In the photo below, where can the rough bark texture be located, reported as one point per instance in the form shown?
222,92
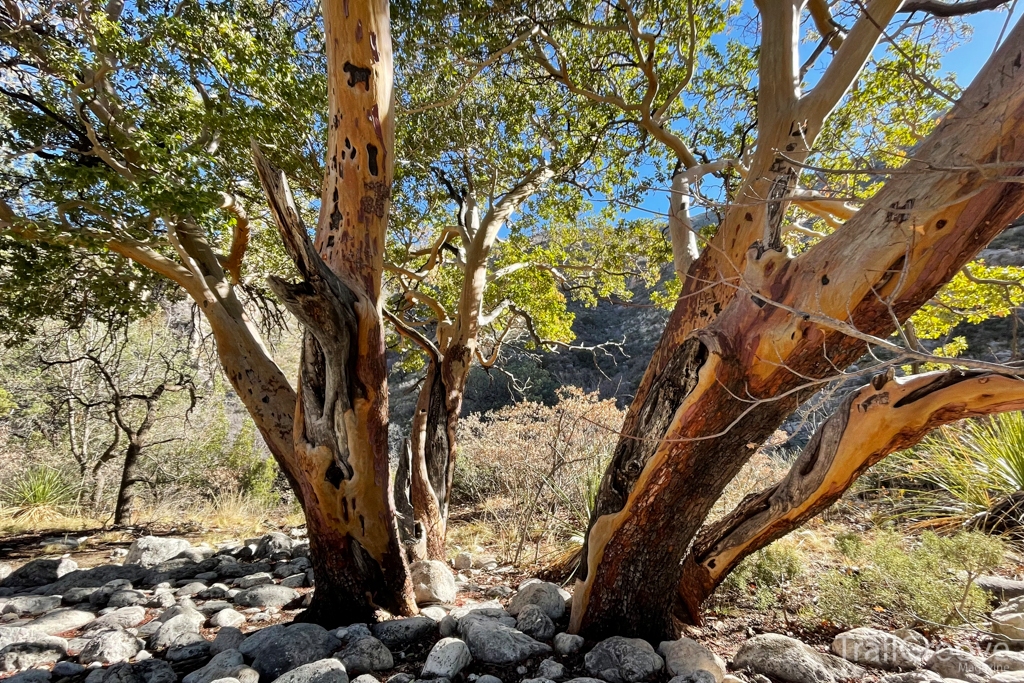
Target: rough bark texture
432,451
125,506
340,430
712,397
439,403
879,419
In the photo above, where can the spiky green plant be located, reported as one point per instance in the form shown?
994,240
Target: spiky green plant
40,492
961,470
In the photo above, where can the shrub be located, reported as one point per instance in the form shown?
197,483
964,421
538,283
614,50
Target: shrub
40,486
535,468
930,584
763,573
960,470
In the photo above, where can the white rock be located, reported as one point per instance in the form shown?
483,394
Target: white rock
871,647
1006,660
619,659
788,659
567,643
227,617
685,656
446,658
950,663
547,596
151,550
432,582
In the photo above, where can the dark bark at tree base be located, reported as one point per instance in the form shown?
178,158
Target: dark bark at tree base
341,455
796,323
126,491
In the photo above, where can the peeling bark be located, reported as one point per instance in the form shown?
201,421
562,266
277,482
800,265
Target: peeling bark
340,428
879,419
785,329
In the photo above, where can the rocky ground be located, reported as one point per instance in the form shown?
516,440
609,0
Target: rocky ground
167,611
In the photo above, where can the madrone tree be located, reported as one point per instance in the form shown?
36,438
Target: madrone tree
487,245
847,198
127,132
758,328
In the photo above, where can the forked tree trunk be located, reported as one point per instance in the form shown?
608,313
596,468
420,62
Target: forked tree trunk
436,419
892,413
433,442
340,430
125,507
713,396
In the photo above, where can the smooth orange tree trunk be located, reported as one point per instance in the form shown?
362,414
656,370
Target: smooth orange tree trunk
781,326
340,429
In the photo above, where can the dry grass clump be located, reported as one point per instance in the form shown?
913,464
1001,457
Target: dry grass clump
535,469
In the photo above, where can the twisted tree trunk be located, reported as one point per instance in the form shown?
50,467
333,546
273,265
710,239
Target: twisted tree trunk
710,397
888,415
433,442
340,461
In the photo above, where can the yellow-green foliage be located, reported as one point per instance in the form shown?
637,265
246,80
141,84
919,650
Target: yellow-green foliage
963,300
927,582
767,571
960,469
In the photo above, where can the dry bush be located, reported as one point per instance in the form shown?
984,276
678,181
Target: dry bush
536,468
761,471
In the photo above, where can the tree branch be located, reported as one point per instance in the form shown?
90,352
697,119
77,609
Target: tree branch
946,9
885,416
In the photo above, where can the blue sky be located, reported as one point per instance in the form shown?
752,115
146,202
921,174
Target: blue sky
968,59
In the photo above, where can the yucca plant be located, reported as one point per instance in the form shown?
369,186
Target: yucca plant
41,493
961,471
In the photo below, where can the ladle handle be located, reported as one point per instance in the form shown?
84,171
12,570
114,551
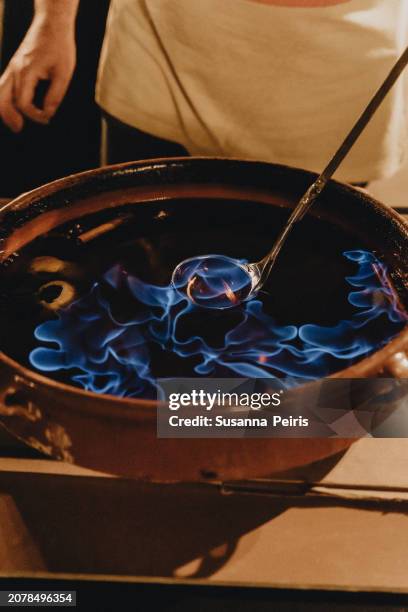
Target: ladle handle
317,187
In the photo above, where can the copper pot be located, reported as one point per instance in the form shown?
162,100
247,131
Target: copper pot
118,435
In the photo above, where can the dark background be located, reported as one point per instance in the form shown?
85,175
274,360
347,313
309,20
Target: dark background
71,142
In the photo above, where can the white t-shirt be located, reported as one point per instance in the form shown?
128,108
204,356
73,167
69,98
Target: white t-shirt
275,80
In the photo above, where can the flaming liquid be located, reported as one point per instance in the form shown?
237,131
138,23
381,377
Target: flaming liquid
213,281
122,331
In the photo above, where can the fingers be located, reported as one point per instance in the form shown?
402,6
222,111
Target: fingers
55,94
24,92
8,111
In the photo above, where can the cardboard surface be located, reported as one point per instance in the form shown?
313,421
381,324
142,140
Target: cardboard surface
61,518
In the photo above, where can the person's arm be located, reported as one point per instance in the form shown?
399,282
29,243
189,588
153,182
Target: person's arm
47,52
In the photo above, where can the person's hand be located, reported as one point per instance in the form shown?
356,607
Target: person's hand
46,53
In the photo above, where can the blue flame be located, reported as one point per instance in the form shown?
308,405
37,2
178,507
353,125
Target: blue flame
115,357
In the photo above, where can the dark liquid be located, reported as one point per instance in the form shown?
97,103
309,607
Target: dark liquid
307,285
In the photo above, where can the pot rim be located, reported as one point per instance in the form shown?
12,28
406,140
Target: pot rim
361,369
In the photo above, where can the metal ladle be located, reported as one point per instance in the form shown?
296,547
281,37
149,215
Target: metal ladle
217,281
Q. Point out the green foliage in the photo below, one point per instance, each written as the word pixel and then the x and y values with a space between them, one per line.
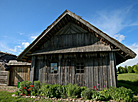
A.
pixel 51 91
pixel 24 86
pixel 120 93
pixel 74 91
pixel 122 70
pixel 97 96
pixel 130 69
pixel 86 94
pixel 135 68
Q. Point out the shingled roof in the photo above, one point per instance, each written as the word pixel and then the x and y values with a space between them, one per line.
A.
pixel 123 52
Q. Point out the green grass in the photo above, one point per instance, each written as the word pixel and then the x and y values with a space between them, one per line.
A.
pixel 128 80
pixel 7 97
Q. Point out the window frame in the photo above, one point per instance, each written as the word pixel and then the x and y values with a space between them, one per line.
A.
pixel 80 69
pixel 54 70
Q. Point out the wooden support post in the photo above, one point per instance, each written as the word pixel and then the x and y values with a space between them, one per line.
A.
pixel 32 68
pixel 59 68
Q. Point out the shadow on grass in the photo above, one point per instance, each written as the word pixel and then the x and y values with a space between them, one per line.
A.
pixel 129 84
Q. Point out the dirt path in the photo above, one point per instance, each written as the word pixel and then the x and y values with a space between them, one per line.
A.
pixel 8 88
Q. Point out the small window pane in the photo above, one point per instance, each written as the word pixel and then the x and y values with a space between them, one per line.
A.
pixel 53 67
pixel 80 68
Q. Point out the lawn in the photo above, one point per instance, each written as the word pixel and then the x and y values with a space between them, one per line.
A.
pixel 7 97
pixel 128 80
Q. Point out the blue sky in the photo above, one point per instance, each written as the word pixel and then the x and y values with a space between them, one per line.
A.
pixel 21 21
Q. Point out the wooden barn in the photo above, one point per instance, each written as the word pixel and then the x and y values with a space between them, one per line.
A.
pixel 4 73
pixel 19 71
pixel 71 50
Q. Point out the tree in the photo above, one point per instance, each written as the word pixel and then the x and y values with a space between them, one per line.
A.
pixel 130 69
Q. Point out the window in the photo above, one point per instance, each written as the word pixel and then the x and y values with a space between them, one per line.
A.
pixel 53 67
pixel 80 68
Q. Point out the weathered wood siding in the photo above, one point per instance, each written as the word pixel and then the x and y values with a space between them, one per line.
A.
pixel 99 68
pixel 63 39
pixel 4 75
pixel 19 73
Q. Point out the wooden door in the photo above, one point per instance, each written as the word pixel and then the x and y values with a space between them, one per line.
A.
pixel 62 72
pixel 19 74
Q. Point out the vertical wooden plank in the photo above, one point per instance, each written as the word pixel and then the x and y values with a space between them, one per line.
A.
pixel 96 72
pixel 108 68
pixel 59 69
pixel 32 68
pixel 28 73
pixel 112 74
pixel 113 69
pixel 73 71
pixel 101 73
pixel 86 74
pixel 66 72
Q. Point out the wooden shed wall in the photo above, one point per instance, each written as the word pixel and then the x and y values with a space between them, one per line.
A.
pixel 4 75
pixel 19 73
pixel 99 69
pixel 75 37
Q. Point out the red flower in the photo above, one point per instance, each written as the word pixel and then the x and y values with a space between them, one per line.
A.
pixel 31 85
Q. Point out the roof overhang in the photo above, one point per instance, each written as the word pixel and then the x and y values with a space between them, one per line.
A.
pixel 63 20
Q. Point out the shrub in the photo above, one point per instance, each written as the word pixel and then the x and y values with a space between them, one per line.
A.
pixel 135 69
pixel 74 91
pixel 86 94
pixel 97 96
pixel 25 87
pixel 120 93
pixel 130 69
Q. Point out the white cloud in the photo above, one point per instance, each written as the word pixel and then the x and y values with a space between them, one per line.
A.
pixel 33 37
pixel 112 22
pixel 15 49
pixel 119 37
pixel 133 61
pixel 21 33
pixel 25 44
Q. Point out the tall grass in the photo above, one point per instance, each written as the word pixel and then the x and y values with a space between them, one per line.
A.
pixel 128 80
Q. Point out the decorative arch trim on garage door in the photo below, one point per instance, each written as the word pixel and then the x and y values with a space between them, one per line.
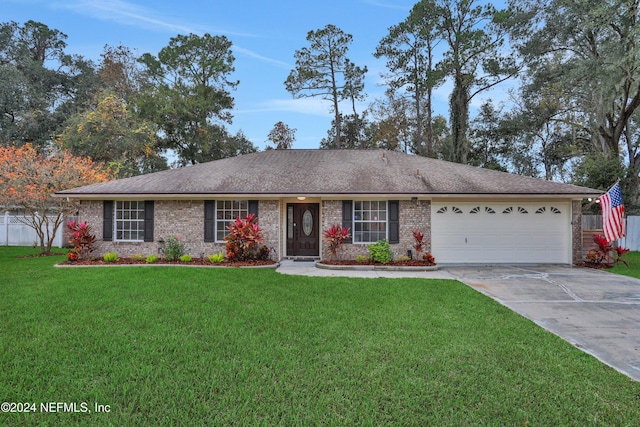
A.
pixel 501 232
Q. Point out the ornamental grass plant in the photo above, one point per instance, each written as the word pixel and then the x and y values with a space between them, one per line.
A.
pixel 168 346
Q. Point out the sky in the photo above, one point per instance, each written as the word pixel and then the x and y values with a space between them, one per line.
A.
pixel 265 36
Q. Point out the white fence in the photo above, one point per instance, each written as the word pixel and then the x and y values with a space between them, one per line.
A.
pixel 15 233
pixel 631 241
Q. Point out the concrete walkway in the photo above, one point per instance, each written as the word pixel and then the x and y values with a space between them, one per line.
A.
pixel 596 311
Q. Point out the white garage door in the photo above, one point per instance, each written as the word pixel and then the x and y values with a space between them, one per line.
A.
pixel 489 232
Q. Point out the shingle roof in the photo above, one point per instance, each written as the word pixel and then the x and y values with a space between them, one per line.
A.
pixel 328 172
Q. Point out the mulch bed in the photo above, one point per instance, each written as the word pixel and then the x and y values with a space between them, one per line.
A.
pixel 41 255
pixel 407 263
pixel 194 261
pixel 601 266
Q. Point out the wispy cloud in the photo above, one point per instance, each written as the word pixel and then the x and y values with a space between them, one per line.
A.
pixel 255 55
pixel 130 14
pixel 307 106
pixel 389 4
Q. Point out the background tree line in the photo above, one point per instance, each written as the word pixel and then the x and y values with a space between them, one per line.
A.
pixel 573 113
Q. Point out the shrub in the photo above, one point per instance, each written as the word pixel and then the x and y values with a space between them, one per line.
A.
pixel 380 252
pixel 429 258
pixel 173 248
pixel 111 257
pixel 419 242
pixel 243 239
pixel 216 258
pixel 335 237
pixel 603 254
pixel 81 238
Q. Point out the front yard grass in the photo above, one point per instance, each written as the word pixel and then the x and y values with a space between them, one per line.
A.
----------
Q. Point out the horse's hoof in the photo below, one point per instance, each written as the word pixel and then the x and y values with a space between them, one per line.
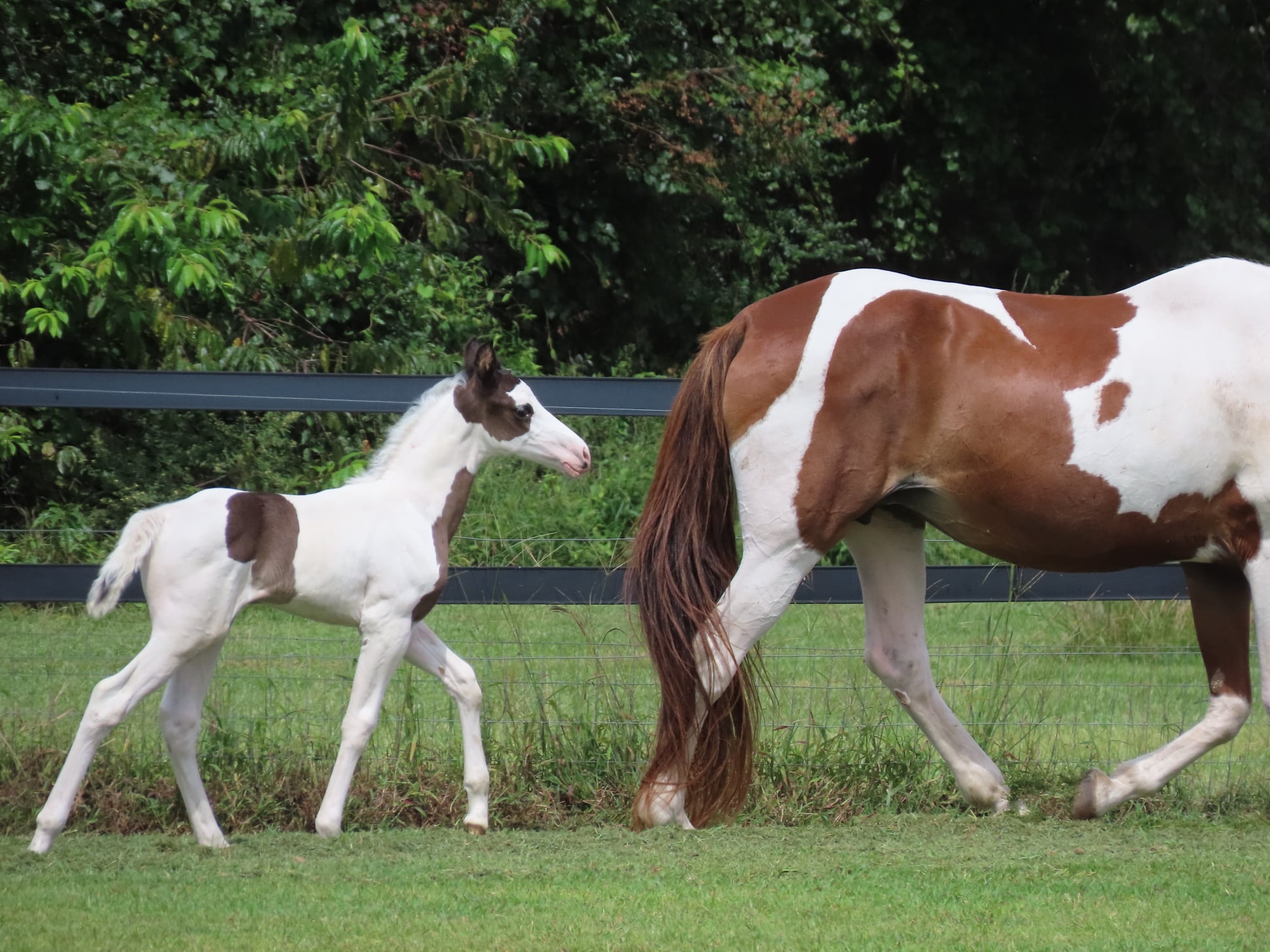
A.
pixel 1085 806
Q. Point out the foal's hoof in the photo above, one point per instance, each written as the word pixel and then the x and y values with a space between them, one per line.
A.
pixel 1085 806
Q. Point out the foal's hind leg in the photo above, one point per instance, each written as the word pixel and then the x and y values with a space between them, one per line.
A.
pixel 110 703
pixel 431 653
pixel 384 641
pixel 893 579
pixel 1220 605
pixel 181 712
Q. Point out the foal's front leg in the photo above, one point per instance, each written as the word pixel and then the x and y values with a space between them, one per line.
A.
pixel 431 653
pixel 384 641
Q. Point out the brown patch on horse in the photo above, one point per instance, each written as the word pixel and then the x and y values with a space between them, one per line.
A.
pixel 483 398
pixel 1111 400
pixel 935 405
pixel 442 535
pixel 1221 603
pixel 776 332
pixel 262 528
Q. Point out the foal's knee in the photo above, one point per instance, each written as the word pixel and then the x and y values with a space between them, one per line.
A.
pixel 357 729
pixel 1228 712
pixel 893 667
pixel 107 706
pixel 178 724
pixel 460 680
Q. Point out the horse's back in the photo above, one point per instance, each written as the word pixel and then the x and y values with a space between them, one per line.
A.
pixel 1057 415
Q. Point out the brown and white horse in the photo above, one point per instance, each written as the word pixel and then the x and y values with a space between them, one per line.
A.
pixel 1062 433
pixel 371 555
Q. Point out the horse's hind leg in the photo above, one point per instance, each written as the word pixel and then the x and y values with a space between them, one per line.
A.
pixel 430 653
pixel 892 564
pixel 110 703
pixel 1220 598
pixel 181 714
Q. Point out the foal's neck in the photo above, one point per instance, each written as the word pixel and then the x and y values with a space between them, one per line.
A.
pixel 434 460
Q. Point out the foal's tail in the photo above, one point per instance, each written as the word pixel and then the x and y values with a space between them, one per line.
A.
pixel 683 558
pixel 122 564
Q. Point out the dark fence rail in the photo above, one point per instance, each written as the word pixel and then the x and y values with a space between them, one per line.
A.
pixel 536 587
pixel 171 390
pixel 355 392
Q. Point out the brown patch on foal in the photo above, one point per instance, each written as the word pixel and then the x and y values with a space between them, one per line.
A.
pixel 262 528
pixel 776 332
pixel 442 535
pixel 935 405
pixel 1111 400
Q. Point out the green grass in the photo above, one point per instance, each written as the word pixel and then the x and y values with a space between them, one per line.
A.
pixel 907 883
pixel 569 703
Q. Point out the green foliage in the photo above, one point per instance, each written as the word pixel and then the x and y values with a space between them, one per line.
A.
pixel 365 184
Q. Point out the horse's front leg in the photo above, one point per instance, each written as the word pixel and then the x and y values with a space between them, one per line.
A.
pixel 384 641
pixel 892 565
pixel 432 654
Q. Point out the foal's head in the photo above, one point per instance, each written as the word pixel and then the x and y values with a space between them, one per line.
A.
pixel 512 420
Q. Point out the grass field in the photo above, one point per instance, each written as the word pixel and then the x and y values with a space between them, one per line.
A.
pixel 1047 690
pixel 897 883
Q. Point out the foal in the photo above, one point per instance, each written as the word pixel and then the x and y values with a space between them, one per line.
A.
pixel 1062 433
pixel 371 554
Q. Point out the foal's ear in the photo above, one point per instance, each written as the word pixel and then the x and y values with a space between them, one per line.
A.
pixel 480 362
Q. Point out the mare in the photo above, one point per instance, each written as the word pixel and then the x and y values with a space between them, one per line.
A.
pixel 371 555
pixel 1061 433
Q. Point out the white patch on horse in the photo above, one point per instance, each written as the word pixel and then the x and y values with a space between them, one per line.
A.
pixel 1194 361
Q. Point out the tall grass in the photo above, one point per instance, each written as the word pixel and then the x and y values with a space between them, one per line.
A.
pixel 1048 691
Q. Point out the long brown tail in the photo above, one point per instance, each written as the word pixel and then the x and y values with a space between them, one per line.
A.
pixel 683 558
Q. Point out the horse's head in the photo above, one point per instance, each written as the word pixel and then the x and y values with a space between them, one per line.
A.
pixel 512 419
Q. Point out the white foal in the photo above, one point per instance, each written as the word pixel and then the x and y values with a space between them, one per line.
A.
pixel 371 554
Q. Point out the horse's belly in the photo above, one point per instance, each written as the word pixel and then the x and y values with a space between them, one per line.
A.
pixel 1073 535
----------
**Set problem**.
Return, character for character, the lines of the records from the line containing "Q. Point out the foal in" up to and including the line containing "pixel 1048 691".

**Reply**.
Q. Point out the foal in the photo above, one point per instance, each written as the word pixel and then the x and y values with a space between them, one per line.
A.
pixel 1062 433
pixel 371 554
Q. Point out the foal's ear in the photo above, one point per instance, each written as the word pixel and then the x and y values with a space between them, one per line.
A.
pixel 480 362
Q. Point out the mare in the photo above, one point per instance, each written as the word pixel and then the x and y values with a space between them, one per line.
A.
pixel 371 555
pixel 1061 433
Q. Point out the white patch on horse in the photo above, one point per instance, each written as the word pixel and then the x and y values with a space between them, one per line.
A.
pixel 1194 361
Q. Point out the tall grass in the photo above, one point per instance, each written as the word pixel and then the x and y values with a space between them, one per line.
A.
pixel 1048 691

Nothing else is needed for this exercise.